■ **TASK INSTRUCTIONS**:
Each line of the entries that mentions the string "woman" needs to be reported.

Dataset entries
━━━━
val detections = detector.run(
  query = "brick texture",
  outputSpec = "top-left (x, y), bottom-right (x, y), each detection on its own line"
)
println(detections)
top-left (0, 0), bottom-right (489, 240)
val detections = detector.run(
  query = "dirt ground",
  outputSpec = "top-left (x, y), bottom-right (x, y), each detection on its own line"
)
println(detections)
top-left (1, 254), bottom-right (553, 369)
━━━━
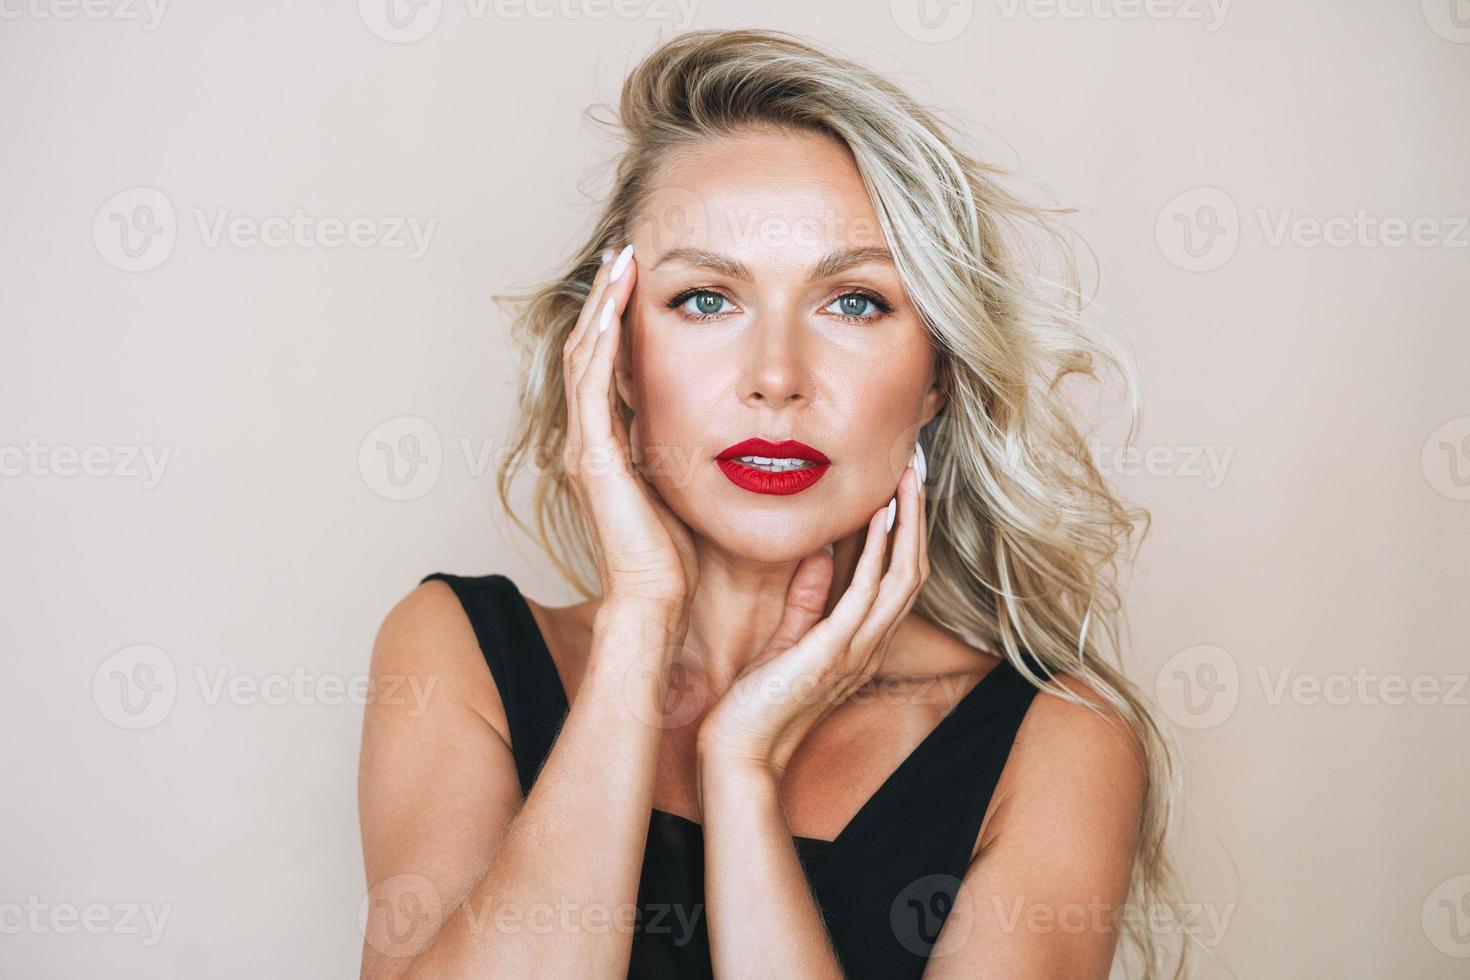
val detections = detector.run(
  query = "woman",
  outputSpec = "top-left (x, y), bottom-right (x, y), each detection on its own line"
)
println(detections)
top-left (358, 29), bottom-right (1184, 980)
━━━━
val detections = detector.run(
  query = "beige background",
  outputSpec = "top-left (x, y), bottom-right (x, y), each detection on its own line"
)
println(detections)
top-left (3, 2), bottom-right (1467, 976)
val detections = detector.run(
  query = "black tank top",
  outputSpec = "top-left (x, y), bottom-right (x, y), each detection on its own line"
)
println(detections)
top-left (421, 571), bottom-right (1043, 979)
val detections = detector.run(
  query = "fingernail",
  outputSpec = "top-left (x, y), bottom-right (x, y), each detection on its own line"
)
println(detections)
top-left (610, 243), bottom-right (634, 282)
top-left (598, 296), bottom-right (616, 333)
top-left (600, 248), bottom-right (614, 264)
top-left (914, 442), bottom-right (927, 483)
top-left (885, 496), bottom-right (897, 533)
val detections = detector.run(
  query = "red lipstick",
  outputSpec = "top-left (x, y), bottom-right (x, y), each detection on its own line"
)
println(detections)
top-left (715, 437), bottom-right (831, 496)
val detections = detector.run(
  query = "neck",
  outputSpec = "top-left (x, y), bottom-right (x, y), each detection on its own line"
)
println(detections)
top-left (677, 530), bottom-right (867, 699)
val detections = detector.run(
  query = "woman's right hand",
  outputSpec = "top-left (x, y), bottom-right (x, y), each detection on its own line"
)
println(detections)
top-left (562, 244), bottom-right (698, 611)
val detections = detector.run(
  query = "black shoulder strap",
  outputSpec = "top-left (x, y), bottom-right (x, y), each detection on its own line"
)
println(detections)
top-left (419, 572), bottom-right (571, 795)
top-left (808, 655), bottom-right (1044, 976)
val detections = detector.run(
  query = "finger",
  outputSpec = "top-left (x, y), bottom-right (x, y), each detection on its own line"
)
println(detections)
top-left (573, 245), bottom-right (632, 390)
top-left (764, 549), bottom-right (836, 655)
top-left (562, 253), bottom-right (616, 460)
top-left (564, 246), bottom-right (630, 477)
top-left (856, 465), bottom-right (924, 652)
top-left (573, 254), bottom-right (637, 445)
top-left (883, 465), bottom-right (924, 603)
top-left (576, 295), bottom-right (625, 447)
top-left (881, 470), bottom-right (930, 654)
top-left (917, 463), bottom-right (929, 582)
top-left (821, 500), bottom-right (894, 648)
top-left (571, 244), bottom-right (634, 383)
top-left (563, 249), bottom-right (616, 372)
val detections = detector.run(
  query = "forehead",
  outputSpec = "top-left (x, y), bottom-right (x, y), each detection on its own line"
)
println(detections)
━━━━
■ **PROBLEM SOLUTION**:
  query = "woman",
  query = "woman's right hand",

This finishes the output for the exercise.